▶ **GIVEN PASSAGE**
Huckleberry Mountain

Looking at Huckleberry from South Huckleberry. No more trail from here sorry!
Fireweed

I mean this was the worst hike I’ve done in years. I realize I barely hiked last year so that doesn’t say much, and most of the years prior to that at least had good views, but oh man this was WAY more of a grind than I expected. I was overdue for a crappy hike, something had to cancel out with how surprisingly awesome Davis was two weeks ago. Seriously I should have bailed like 2mi in to save myself the trouble but you know how far stubbornness can take you. And to boot, I had bailed on this trail way back in maybe 2016, with one of my weakest bail reasons: spiderwebs. I never should have come back.

  • Distance: 13mi ALLEGEDLY. you can increase this by losing the trail 43598 times.
  • Elevation gain: 5200ft, highest point 5860ft. you can increase this too if you are clever
  • Weather:  70’s and sunny
  • Commute from Seattle: 2hrs
  • Did I Trip: no but like everything else went wrong

HOW IS IT ONLY 5,680FT TALL I don’T UNDERSTAND how it can take THAT MUCH EFFORT AND still be SO LOW. Ok so to get to the point.

Green regrowth along a creek

The things I hated:

1) I forgot about the fire. Ok that’s my own fault. The first ~5mi through burn zone have had a LOT of impressive work done though and are actually not that bad in terms of burn fallout.
2) Swampy sections
3) Stinging nettle
4) No open views until like the last half mile
5) Minimal flowers
6) Past the burn zone, the trail is disconnected at best and nonexistent at worst. And the bushwhacking isn’t great. All waist high brush ready to shred your legs
7) I wore shorts (see points 3 and 6)
8) The longest switchbacks I have ever seen. I’m not on a bike just get me to the top come ON
9) Spiderwebs. The fire did not destroy their real estate, those fuckers
10) oh also i forgot maps of any kind

The good things:

Mossy regrowth starting in sections

1) Not kidding about the work done on the trail up to a point. The lower few miles were actually brushed (as in someone trimmed the brush on either side nice and short) I should have counted recently sawn logs (hewn?). Someone’s putting in some serious effort and I hope they continue to the top. I am convinced no trail ever existed between South Huckleberry and Actual Huckleberry. (edit: I’M NOT CRAZY)
2) Blackberries? The non invasive kind? They were small, but utterly delicious.
3) Burn zones are cool, and this one had a TON of variety and fascinating boundaries between severe burn and fresh green growth
4) The few views up there are pretty good
5) Great workout
6) No people (WONDER WHY)
7) Alki bakery makes great scones and I had one (I almost put this on the bad list bc I ONLY had one, but let’s practice gratitude over my default state of gluttony)

▶ **PROVIDED INFORMATION**
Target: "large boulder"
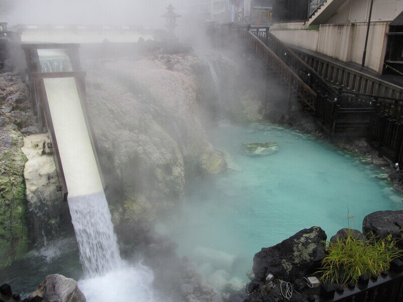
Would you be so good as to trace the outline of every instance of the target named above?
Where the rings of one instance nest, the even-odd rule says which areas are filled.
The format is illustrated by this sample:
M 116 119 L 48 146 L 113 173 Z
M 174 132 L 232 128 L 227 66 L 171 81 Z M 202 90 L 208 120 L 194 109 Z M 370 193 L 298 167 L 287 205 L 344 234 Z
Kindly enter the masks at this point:
M 73 279 L 61 275 L 49 275 L 43 282 L 29 295 L 32 298 L 39 296 L 44 302 L 86 302 L 84 294 Z
M 267 273 L 293 281 L 314 272 L 324 256 L 326 236 L 319 226 L 304 229 L 282 242 L 263 248 L 253 257 L 255 278 L 263 281 Z
M 403 249 L 403 210 L 378 211 L 367 215 L 362 222 L 363 233 L 368 238 L 384 239 L 391 235 Z

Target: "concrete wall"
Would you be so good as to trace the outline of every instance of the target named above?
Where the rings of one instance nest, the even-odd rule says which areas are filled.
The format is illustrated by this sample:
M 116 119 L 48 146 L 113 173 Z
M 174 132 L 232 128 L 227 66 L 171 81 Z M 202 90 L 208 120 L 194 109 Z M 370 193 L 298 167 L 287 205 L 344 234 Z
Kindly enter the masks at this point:
M 316 51 L 318 30 L 275 30 L 272 33 L 282 41 L 313 51 Z
M 388 23 L 374 22 L 370 28 L 365 65 L 382 71 Z M 322 24 L 319 29 L 317 51 L 345 61 L 360 63 L 362 60 L 367 24 Z
M 370 29 L 365 65 L 379 73 L 382 72 L 385 57 L 388 23 L 373 22 Z M 319 31 L 274 30 L 272 33 L 286 43 L 318 51 L 345 62 L 361 63 L 366 25 L 365 22 L 322 24 Z
M 347 0 L 326 22 L 327 24 L 368 21 L 370 0 Z M 403 0 L 375 0 L 371 20 L 391 21 L 403 11 Z

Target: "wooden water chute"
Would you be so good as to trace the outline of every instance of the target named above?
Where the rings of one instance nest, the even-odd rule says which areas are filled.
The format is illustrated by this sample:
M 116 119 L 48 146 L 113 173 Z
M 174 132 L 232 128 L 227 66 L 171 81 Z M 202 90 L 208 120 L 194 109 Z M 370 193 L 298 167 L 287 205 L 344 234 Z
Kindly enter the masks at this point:
M 25 51 L 27 61 L 27 73 L 29 77 L 31 95 L 34 111 L 38 118 L 38 122 L 42 132 L 47 131 L 50 139 L 51 147 L 54 160 L 59 186 L 58 191 L 61 193 L 63 201 L 67 200 L 69 194 L 68 184 L 65 175 L 65 170 L 62 165 L 62 159 L 56 138 L 54 122 L 51 113 L 48 95 L 45 87 L 45 81 L 46 79 L 56 79 L 59 78 L 74 78 L 77 87 L 78 97 L 81 104 L 85 120 L 86 130 L 88 134 L 96 162 L 97 171 L 100 178 L 102 189 L 105 188 L 104 181 L 102 177 L 102 170 L 99 165 L 97 154 L 98 148 L 94 130 L 92 128 L 91 118 L 88 114 L 86 98 L 85 76 L 86 73 L 81 70 L 78 52 L 79 46 L 73 44 L 23 44 L 22 47 Z M 65 50 L 70 59 L 72 71 L 58 72 L 42 72 L 38 54 L 38 50 Z M 60 143 L 60 142 L 58 142 Z

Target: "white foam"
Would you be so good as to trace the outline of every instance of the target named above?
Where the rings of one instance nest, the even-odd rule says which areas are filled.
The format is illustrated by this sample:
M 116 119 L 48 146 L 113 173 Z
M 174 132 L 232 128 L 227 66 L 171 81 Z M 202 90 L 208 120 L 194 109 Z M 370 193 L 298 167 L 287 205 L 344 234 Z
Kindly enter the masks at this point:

▶ **AIM A**
In the Huckleberry Mountain hike report, what reason did the writer give for bailing on this trail around 2016?
▶ **AIM B**
Condense the paragraph of the Huckleberry Mountain hike report that begins "I mean this was the worst hike" into a shorter version that keeps its main facts.
▶ **AIM C**
Could you extend the Huckleberry Mountain hike report, picking up after its last line?

▶ **RESULT A**
Spiderwebs.

▶ **RESULT B**
This was my worst hike in years, though I barely hiked last year and earlier years at least had good views. It was far more of a grind than I expected, a bad hike that was overdue after the surprisingly great Davis hike two weeks earlier. I should have bailed about 2 miles in, but stubbornness kept me going. I had already bailed on this trail around 2016 because of spiderwebs, and I never should have come back.

▶ **RESULT C**
8) The Suiattle River Road is in great shape and drives REAL nice right now

Old Glacier Peak Wilderness sign

Aaaand now to the actual conditions. You enter the burn almost immediately. Stages of intensity (and how much has regrown) vary widely. I was thrilled to see that the trail had been brushed out and was way wider than the last time I had been (the fire helps with that too). Fewer cross-trail places for spiders to set up shop. OH WAIT. Where there’s a will, there’s a way. I fended the worst ones off with poles and a prior hiker had taken down a few for me. The prior hiker was a steady old guy who said it was great when I ran into him on his way down around 9:30am, which I took as encouraging at the time, before eventually realizing he must not have made it all the way to the top, or he has the gift of human flight.

This was in the open forest burn zone. There were patches of fireweed, but most had not bloomed yet and was just green. There was also dark desolate feeling burn in the forest, a stark contrast to the fireweed/nettle/grasses combination. The easy moving was a relief. Every swampy step or brush with nettle or spiderwebs had me cursing GET ME BACK IN THE HARSH BURN ZONE. Since I did not have any maps, I had no idea how far in I was, and assumed I was way further than I actually was, so I persevered. The somewhat burned zones turned into a completely desolate burn zone around 5mi in after entering the GPW (needs a new sign). This is where the trail started to disappear. It survived most of the burn, but can be tricky to follow. Fortunately a tiny glimmer of cell service had come through and I had loaded two maps.

The desolate section

The next half mile is a crazy mix of desolate burn and thick green brush with zero gradient, just a 0-100 type swap within an inch of ground. The contrast is crazy. The trail is on a super steep slope and has been eroding, so you’re walking on some 6″ at BEST tread mostly under brush. I imagine this will be shoveled/widened/rebuilt in time once whoever is crushing the trail building down low gets to it. After this mildly tedious traversing you break into a meadow (with no flowers, add insult to injury) and probably promptly lose the trail. Welcome to the wilderness. The meadow is easy. Walk straight across and up the shoulder and you’ll recatch a section of trail along the edge of the trees above you. In another 100ft you’ll lose it. Drop some elevation to skirt obvious cliff bands. Maybe you’ll hit a flat meadow with a meandering stream, maybe you won’t. It’s a good landmark though. At the meadow start to re-gain elevation, you won’t find a trail anywhere so just look for the path of least resistance, which will be knee-to-thigh-high huckleberries (that don’t have berries yet). They aren’t bad, unless your legs are already covered in stinging nettle burns because your dumb ass wore shorts.

A brief patch of trail in the meadow. Don’t get excited it dies out soon. But hey, views, finally!
Stark line between growth and burn (and yes that is the trail)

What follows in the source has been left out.